[Your objective]: Each line of the data below that holds the word "satin" is to be reported in full.

--- Entries provided ---

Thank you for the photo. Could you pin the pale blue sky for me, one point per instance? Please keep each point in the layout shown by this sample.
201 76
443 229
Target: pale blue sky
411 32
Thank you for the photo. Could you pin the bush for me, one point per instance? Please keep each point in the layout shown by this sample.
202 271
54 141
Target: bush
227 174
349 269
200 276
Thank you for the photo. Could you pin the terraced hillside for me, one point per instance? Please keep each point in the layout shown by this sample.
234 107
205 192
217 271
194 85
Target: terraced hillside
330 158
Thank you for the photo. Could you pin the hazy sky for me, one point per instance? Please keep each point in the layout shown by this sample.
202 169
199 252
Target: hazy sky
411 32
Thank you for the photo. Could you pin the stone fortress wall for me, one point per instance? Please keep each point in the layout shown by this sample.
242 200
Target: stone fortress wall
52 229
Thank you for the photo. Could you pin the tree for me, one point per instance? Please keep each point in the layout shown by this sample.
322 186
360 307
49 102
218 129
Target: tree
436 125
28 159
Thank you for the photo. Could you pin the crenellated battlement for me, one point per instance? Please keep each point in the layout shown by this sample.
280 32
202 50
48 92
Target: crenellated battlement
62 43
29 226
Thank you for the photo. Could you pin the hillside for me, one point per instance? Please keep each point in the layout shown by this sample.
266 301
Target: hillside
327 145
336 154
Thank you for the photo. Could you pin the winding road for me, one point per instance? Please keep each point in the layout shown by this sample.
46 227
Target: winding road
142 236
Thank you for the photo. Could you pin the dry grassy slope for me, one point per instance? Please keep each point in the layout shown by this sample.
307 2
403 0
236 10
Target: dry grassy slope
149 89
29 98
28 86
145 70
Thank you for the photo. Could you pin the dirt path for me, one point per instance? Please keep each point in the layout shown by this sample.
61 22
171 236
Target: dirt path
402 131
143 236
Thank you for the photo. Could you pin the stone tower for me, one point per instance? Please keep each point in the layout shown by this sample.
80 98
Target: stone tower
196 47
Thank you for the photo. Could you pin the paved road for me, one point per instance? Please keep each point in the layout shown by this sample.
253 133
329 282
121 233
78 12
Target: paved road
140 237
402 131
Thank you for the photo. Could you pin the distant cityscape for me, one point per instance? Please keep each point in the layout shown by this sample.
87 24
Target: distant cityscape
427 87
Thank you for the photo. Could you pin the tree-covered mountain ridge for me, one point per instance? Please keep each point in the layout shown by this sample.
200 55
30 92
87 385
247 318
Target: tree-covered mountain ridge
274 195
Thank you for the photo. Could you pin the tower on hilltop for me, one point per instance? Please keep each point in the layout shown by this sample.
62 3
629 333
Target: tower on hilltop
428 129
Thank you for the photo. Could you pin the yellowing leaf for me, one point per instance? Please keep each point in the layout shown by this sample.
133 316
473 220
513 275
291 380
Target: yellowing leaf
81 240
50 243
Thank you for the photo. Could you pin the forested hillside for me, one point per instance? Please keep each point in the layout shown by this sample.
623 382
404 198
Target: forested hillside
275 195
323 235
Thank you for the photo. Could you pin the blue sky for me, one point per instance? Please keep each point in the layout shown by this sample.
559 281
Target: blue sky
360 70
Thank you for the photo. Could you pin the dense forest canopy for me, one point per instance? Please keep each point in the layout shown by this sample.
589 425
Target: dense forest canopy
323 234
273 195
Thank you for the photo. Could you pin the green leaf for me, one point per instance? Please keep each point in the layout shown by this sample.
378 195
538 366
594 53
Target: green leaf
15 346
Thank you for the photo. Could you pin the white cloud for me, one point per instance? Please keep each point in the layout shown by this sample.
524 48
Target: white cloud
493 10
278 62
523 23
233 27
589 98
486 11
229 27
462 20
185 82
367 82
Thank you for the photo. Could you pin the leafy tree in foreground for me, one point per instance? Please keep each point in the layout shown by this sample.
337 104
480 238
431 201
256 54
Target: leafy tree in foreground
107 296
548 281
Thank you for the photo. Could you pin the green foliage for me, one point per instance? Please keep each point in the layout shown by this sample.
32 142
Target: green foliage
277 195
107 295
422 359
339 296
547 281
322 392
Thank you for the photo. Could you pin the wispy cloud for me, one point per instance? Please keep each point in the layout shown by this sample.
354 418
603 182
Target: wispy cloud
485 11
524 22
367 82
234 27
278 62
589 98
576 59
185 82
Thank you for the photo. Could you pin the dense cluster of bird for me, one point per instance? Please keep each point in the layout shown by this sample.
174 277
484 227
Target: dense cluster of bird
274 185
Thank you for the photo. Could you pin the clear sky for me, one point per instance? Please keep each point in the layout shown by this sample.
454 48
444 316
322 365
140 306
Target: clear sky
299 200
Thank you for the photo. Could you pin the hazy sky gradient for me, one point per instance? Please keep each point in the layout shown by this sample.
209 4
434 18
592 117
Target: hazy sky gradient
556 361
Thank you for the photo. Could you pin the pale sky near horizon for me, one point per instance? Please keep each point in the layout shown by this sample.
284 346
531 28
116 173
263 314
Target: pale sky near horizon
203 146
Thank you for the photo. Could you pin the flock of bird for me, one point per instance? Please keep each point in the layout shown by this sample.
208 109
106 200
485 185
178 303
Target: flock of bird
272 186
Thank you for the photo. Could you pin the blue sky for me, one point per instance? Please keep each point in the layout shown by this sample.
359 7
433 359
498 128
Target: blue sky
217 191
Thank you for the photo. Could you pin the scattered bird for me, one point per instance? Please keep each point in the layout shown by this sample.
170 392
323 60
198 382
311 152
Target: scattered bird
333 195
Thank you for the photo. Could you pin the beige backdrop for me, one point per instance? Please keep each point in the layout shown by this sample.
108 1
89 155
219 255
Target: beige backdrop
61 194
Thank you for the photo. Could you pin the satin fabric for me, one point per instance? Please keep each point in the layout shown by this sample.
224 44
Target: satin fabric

---

[Response to this exercise]:
Thank you for the photo. Could you pin the satin fabric for me, one point per instance? Please keep each point in the layout shown by this sample.
Target: satin fabric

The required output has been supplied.